■ ABOUT THIS TASK ■
Copy out all of the records, exactly as they appear.

════════════════

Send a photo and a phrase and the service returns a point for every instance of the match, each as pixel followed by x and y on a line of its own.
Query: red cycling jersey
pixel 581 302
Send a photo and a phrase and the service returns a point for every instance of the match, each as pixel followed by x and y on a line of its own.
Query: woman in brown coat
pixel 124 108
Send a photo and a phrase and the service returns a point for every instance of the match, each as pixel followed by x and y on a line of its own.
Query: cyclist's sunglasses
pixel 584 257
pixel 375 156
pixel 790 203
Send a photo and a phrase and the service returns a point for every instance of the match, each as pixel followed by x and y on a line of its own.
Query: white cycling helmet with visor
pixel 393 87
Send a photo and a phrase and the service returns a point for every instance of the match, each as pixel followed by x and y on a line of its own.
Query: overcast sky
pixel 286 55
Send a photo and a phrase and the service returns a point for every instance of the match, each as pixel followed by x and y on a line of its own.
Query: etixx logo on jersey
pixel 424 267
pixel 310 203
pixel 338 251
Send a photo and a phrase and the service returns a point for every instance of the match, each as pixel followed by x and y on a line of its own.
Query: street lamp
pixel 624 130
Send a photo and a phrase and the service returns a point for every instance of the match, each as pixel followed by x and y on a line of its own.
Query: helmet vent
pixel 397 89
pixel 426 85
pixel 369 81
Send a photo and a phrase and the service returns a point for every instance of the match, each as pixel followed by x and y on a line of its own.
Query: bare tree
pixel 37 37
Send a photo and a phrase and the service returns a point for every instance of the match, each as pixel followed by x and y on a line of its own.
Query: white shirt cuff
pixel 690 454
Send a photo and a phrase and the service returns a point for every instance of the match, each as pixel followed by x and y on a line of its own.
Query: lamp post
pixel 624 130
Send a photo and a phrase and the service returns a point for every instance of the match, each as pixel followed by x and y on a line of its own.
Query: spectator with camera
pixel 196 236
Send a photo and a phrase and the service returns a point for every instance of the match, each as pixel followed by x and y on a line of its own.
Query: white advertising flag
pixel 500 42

════════════════

■ RESPONSE TO THIS EXERCISE ■
Send a photo and a phrase and the service returns a point for every instance of the match, each as pixel followed by x and y on a line of its own.
Query: red cycling jersey
pixel 581 302
Send a photo and a phrase and the service returns a point for every instance of the match, each as pixel followed by x and y on a line of its own.
Query: woman in brown coat
pixel 124 108
Send a photo and a phrase and the service returns a point for every instance of the match, each as pixel followed by x and y on a line of its own.
Query: cyclist's sunglasses
pixel 584 257
pixel 375 156
pixel 790 203
Send a photo and a phrase and the service returns a point for every instance of the match, each as pixel followed by x and y on a line of its own.
Query: white cycling helmet with visor
pixel 393 87
Send a photo and a phrase and the service returns a point for every instance of the match, each as pixel followed by x and y on a line of its own.
Query: overcast sky
pixel 286 55
Send a photo and a phrase and the service returns a point for every instance of the match, each as pixel followed by x and y on a line of its own.
Query: etixx logo on jersey
pixel 424 267
pixel 310 203
pixel 338 251
Send a photo and a phrase and the service returns a point for every instance of the match, each as pixel followed by x and y on a line of its own.
Query: street lamp
pixel 624 130
Send a photo and a phrase and the service returns a point for every instance of the match, each as pixel followed by x and y on a line of its own.
Query: helmet vent
pixel 397 89
pixel 426 85
pixel 369 81
Send a photo and a phrase and the service returns a point for every instance of the match, each as pixel followed by x and y on a line of its own.
Query: bare tree
pixel 37 37
Send a photo and a phrase and the service returns a point for every instance of the match, each as pixel followed by x and y on a line of its own.
Query: white shirt cuff
pixel 690 454
Send a photo and a phrase and the service returns a point for every instance of the match, each as pixel followed by x and y on a line of its own.
Query: lamp post
pixel 624 130
Send a photo and a phrase and the service returns a point for every instance of the match, each as pixel followed by x and y on a line of its own.
Query: spectator with camera
pixel 196 236
Send a photo and a phrase and the service returns a point for every instance of the match, each as pixel followed by x and y on a line of its own.
Query: white advertising flag
pixel 500 42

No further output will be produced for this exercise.